▸ **Daftar Tugas**
- 1) Berapa karakteristik presidensialisme yang dirumuskan oleh Ball dan Petters menurut kutipan tentang sistem presidensial?
- 2) Salin bagian kutipan tentang sistem presidensial di antara "Karekteristik utama presidensial" dan "para memteri kabinet.", termasuk kedua batas tersebut, tanpa mengubah satu kata pun.

▸ **Kutipan Halaman**
Karekteristik utama presidensial secara umum merupakan kebalikan dari karakteristik sistem parlementer. Karakteristik sistem presidensial, basis legitimasi presiden bersumber pada rakyat, bukan pada parlemen, seperti halnya sistem parlementer. Sistem presidensial ditandai dengan penerapan sistem pemilihan presiden dan wakil presiden secara langsung oleh rakyat dengan masa jabatan tetap. Dengan demikian presiden tidak bertanggung jawab kepada parlemen melainkan kepada rakyat. Kedua institusi ini bersifat mandiri dan serta dalam menjalankan fungsi checks and balances pemerintahan. Kedudukan presiden dalam sistem presidensial sebagai kepala negara dan kepala pemerintahan (singel chief executive). Presiden memiliki kekuasaan proregretif untuk membentuk pemerintahan dan berwenang mengangkat dan memberhentikan para memteri kabinet.
Karektiristi presidensial menurut Giovani Sartori dan Douglas V. Verney mengenai sistem presidensial. Sartori, mengemukakan tiga ciri; pertama, kepala pemerintahan (presiden dipilih secara langsung); kedua, dalam masa jabatannya presiden tidak dapat dijatuhkan parlemen; ketiga, presiden memimpin secara langsung pemerintahan yang dibentuknya. Sedangkan Verney mengajukan tiga karekteristik lainnya, pertama, kekuasaan eksekutif bersifat tidak terbagi (sole executive) jabatan kepala negara (head of the state) sekaligus kepala pemerintahan (head of government); kedua, tidak ada peleburan antara eksekutif dan legislatif, sehingga majelis tidak berubah menjadi parlemen dan presiden tidak dapat membubarkan atau memaksa majelis; ketiga, presiden (eksekutif) bertanggung jawab kepada konstitusi dan secara langsung kepada pemilih (rakyat).
Ball dan Petters juga merumuskan empat karekteristik presidensialisme yang sejalan dengan alur logika di atas. Pertama, posisi presiden sebagai kepala negara sekaligus kepala pemerintahan; kedua, presiden tidak dipilih parlemen, melainkan dipilih langsung oleh rakyat; ketiga, presiden bukan bagian dari lembaga parlemen, presiden tidak dapat diberhentikan parlemen, kecuali melalui mekanisme pamakzulan (impeachment); keempat, presiden tidak dapat membubarkan parlemen.

▸ **Data yang Ditampilkan**
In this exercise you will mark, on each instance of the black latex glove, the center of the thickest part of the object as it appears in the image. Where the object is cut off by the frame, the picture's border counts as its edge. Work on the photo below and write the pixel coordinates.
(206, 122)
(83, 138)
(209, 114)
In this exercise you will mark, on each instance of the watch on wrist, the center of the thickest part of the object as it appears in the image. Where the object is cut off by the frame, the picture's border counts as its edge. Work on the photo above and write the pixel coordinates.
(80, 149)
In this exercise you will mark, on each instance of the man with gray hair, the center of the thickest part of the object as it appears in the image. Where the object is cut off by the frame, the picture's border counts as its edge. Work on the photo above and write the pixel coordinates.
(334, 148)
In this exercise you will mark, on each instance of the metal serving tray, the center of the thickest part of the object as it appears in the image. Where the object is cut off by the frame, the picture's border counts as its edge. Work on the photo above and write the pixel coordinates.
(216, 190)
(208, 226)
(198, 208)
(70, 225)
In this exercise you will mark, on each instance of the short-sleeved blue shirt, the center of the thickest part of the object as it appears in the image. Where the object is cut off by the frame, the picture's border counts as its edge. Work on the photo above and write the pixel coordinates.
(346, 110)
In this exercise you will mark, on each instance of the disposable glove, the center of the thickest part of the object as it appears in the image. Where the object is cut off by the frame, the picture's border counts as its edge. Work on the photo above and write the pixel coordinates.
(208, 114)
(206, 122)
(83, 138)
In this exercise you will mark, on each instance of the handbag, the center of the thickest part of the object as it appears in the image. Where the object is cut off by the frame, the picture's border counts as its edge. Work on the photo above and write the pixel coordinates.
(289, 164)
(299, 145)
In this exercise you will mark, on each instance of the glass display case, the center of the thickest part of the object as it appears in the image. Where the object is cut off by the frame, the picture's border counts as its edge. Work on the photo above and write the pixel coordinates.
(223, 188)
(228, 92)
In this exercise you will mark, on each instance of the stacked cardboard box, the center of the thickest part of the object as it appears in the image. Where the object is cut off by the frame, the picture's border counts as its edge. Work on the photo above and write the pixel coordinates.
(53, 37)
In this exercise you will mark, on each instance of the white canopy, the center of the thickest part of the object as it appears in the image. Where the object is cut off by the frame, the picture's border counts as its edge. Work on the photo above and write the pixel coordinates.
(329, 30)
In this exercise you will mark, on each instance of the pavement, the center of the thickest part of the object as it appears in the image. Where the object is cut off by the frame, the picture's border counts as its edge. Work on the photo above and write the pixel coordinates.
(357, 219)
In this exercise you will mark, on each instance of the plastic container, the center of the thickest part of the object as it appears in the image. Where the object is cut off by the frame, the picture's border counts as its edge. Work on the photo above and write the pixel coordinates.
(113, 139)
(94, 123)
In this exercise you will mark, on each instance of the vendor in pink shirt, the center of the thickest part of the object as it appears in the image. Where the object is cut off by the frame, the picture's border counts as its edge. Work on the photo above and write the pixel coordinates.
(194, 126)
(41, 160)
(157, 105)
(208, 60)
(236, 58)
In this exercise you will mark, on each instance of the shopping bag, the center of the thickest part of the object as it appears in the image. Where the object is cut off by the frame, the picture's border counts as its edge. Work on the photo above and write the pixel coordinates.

▸ **Hasil Jawaban**
- 1) Empat karakteristik.

- 2)
Karekteristik utama presidensial secara umum merupakan kebalikan dari karakteristik sistem parlementer. Karakteristik sistem presidensial, basis legitimasi presiden bersumber pada rakyat, bukan pada parlemen, seperti halnya sistem parlementer. Sistem presidensial ditandai dengan penerapan sistem pemilihan presiden dan wakil presiden secara langsung oleh rakyat dengan masa jabatan tetap. Dengan demikian presiden tidak bertanggung jawab kepada parlemen melainkan kepada rakyat. Kedua institusi ini bersifat mandiri dan serta dalam menjalankan fungsi checks and balances pemerintahan. Kedudukan presiden dalam sistem presidensial sebagai kepala negara dan kepala pemerintahan (singel chief executive). Presiden memiliki kekuasaan proregretif untuk membentuk pemerintahan dan berwenang mengangkat dan memberhentikan para memteri kabinet.